Data taken from a collection:
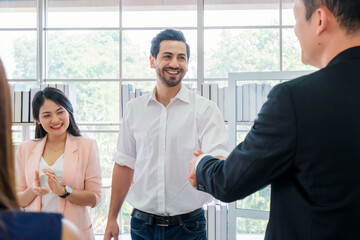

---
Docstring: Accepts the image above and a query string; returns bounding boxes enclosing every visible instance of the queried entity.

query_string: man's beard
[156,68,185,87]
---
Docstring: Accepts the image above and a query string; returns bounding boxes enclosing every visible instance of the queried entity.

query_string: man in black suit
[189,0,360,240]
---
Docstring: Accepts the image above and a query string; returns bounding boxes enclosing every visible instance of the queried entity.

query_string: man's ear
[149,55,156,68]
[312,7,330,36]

==

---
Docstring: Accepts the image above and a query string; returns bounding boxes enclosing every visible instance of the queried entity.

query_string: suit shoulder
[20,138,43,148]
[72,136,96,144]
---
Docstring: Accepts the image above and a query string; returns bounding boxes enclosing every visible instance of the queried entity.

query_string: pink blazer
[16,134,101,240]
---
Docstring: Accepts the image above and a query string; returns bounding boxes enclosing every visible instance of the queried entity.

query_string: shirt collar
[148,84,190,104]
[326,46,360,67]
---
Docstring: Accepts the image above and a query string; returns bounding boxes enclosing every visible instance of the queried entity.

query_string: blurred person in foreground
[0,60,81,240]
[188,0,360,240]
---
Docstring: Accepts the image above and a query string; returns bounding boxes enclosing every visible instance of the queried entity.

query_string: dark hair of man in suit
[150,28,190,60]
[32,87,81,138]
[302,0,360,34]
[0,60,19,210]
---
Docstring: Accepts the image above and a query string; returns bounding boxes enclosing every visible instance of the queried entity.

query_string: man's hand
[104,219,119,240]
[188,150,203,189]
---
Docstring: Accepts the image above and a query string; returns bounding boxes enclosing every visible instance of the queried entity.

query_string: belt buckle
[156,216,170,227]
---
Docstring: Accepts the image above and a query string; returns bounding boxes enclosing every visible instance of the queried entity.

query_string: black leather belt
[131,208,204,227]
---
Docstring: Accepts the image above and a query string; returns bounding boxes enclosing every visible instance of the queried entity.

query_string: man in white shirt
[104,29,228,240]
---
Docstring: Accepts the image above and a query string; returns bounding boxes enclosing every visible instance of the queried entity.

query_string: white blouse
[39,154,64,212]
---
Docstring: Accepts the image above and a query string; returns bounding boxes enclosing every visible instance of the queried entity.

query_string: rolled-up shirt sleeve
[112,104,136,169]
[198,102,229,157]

• _Task to carry out_:
How many lines in the rows above contain the string "white", where case counts? Reply with the number only.

• _Correct output_:
2